## [Tasks to perform]
- a) In the passage about Tee's funeral, what song did Tee want sung after her ashes were sprinkled in the bayou?
- b) Switch "funeral mass" to "memorial service" in the passage about Tee's funeral, and write out everything from "And that’s exactly" down to "me as a boy.".
- c) Pick up the passage about Tee's funeral after its last sentence and keep writing.

The Wind in the Reeds
Page 29
As she lay dying, Tee wrote a will specifying exactly how she wanted to be sent off. Tee instructed all gathered on the banks of Bayou Lafourche to say the Our Father, the Hail Mary, and the Glory Be. Anybody who wanted to give a eulogy could have two minutes, no more. Wendell and Ron get five minutes each. Then sprinkle her ashes in the bayou, and sing “Going Home.”
And that’s exactly what we did. At her funeral mass, when it came my turn to say a few words, I spoke about my mother’s touch. So many times when I was growing up, Tee would rub my back. It made me feel so good, so loved, so cherished. In her final days, I said, when she was suffering so terribly, I hoped that my hands rubbing her back brought her a measure of the comfort that she gave so selflessly to me as a boy.

## [Data]
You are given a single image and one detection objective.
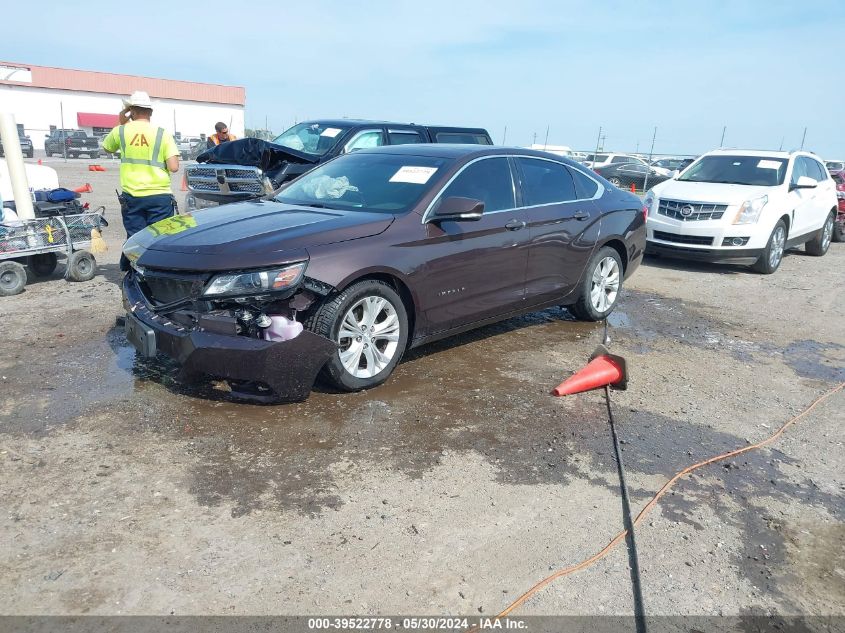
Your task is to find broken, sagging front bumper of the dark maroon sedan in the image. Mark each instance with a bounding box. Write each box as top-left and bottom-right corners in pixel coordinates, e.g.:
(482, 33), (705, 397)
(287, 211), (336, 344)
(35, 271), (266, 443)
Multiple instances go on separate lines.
(123, 273), (337, 401)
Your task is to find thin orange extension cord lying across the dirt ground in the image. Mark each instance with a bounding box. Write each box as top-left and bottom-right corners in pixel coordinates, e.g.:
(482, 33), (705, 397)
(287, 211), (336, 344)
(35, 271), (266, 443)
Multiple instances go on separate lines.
(496, 382), (845, 618)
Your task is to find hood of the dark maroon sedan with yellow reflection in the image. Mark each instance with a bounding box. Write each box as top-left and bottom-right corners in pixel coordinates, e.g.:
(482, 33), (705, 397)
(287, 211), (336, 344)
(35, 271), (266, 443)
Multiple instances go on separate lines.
(123, 201), (394, 270)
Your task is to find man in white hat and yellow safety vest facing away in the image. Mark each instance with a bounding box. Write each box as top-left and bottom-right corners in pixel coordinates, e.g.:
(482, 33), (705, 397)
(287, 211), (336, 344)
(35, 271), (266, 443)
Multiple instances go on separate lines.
(103, 90), (179, 270)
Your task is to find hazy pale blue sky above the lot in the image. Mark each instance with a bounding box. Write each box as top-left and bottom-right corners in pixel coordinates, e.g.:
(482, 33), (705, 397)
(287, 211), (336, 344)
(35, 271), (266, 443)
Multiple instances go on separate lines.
(6, 0), (845, 158)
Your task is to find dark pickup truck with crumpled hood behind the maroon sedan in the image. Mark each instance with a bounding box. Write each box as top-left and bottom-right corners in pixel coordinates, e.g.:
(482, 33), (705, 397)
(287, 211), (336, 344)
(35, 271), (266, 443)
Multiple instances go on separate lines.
(185, 119), (493, 206)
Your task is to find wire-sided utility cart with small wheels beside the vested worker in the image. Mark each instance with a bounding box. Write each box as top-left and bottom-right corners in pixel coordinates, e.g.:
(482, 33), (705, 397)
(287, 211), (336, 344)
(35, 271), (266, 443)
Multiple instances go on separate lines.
(0, 207), (108, 296)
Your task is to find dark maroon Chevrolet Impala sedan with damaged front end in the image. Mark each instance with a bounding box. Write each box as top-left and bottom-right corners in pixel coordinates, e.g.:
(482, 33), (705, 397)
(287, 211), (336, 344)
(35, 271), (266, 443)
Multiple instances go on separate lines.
(123, 144), (646, 400)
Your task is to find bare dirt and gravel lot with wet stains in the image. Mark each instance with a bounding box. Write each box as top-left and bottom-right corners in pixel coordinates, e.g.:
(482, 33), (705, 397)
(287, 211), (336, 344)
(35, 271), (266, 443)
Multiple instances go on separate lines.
(0, 159), (845, 615)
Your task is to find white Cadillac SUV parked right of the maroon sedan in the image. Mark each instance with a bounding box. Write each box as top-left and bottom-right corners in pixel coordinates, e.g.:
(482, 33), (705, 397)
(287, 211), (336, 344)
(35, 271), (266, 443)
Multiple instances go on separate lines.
(644, 149), (836, 274)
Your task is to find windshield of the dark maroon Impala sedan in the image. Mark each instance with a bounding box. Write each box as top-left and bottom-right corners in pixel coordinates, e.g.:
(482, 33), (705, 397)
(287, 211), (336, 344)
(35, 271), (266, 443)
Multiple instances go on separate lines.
(275, 152), (450, 213)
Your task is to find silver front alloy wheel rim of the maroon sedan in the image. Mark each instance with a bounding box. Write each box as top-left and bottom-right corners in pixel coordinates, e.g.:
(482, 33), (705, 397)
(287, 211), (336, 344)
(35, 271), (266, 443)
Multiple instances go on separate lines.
(337, 295), (400, 378)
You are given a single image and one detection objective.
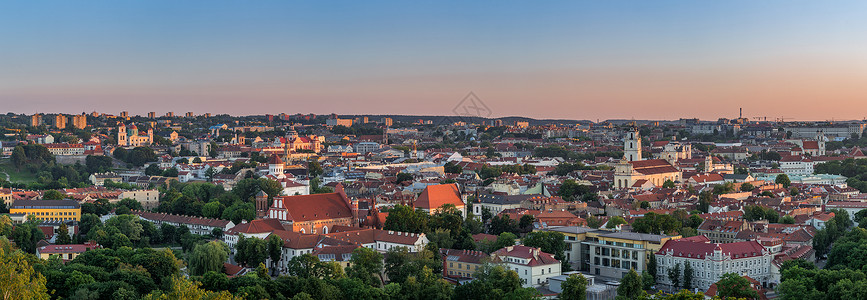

## [Results for each task]
- a) "Going Home."

- b)
And that’s exactly what we did. At her memorial service, when it came my turn to say a few words, I spoke about my mother’s touch. So many times when I was growing up, Tee would rub my back. It made me feel so good, so loved, so cherished. In her final days, I said, when she was suffering so terribly, I hoped that my hands rubbing her back brought her a measure of the comfort that she gave so selflessly to me as a boy.

- c)
It turned out that the Church accepts cremation, but it insists that the ashes be interred in an urn, in the earth, as if you were burying a body in a coffin. If Tee had known that, she likely would not have gone against the Church. All I had to go on, though, was her will. O Lord, forgive me, but I am going to honor my mother’s wishes, I prayed.
When we held the funeral mass, the priest asked, “Now, where are you going to inter the body?”
“Out in the country,” I answered. Well, what would you have said?
A small gathering of family stood in the front yard of the old Edwards home in College Point, across a country highway from Bayou Lafourche. We were uncomfortable; we weren’t sure what to do. After brief prayers, we walked across the road to the water’s edge, where Ron and I climbed into a canoe I keep out in the country. Ron held the red vase containing her ashes close as I paddled to the middle of the bayou. The family stood on the bank singing “Going Home,” just as Tee had asked them to.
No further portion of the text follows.